_Problem details_: In the listing below, change each "Target" to "Object" and leave everything else the same.

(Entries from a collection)
_____
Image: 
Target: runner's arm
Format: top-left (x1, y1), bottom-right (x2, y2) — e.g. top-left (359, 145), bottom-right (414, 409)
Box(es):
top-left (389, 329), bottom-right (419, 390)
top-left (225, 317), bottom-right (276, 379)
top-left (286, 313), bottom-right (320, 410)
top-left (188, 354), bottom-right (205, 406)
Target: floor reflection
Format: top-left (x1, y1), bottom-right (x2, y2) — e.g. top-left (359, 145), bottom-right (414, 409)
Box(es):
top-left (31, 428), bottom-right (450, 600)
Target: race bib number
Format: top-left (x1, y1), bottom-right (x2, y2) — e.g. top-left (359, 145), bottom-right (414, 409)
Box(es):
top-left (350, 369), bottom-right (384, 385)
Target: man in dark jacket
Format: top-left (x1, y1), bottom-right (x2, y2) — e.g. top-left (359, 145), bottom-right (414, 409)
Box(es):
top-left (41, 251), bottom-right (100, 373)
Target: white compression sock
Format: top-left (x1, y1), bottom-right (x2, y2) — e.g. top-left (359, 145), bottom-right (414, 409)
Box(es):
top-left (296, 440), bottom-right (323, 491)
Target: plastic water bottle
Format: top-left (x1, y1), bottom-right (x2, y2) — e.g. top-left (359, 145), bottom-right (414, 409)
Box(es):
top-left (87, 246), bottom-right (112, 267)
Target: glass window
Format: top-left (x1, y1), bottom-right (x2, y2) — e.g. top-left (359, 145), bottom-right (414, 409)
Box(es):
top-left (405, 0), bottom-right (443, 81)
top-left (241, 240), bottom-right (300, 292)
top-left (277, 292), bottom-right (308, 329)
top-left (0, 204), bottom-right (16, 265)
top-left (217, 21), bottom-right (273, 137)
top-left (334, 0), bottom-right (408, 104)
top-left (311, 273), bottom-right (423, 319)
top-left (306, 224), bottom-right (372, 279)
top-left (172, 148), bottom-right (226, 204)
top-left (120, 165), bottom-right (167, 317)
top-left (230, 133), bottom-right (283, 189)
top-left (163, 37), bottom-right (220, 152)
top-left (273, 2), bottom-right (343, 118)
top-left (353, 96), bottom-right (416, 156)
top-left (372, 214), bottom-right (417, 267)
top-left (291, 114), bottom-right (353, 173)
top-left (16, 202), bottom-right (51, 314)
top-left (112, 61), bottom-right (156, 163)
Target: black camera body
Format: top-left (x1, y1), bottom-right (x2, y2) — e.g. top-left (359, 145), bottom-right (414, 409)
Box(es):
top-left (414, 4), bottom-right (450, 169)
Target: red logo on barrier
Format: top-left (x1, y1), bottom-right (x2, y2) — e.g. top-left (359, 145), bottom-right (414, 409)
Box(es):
_____
_In response_:
Image: 
Object: runner's arm
Format: top-left (x1, y1), bottom-right (x2, y2) — e.g. top-left (359, 145), bottom-right (414, 409)
Box(es):
top-left (389, 329), bottom-right (419, 390)
top-left (225, 317), bottom-right (276, 379)
top-left (286, 313), bottom-right (320, 410)
top-left (188, 354), bottom-right (205, 406)
Object: floor reflection
Format: top-left (x1, y1), bottom-right (x2, y2) — e.g. top-left (359, 145), bottom-right (414, 409)
Box(es):
top-left (31, 428), bottom-right (450, 600)
Object: race bib number
Format: top-left (x1, y1), bottom-right (x2, y2) — e.g. top-left (359, 145), bottom-right (414, 409)
Box(es):
top-left (350, 369), bottom-right (384, 385)
Object: man in dark jacket
Format: top-left (x1, y1), bottom-right (x2, y2) — e.g. top-left (359, 145), bottom-right (414, 409)
Box(es):
top-left (41, 251), bottom-right (100, 373)
Object: white compression sock
Format: top-left (x1, y1), bottom-right (x2, y2) — e.g. top-left (359, 145), bottom-right (414, 409)
Box(es):
top-left (296, 440), bottom-right (323, 491)
Object: plastic water bottle
Format: top-left (x1, y1), bottom-right (x2, y2) — e.g. top-left (359, 145), bottom-right (414, 409)
Box(es):
top-left (87, 246), bottom-right (112, 267)
Object: glass window
Format: top-left (x1, y1), bottom-right (x2, y2) — e.g. top-left (359, 145), bottom-right (414, 409)
Box(es):
top-left (405, 0), bottom-right (443, 81)
top-left (241, 240), bottom-right (300, 292)
top-left (277, 292), bottom-right (308, 329)
top-left (0, 204), bottom-right (16, 265)
top-left (217, 21), bottom-right (273, 137)
top-left (334, 0), bottom-right (408, 104)
top-left (311, 273), bottom-right (423, 319)
top-left (306, 224), bottom-right (372, 279)
top-left (172, 148), bottom-right (226, 204)
top-left (120, 165), bottom-right (167, 317)
top-left (230, 133), bottom-right (283, 189)
top-left (163, 37), bottom-right (220, 152)
top-left (273, 2), bottom-right (343, 118)
top-left (353, 96), bottom-right (416, 156)
top-left (372, 214), bottom-right (417, 267)
top-left (291, 114), bottom-right (353, 173)
top-left (16, 202), bottom-right (51, 314)
top-left (112, 61), bottom-right (156, 163)
Object: black camera body
Format: top-left (x1, y1), bottom-right (x2, y2) — e.g. top-left (359, 145), bottom-right (414, 409)
Box(es):
top-left (414, 4), bottom-right (450, 169)
Object: red logo on barrier
Format: top-left (x1, y1), bottom-right (x2, y2) — e.g. top-left (359, 145), bottom-right (414, 409)
Box(es):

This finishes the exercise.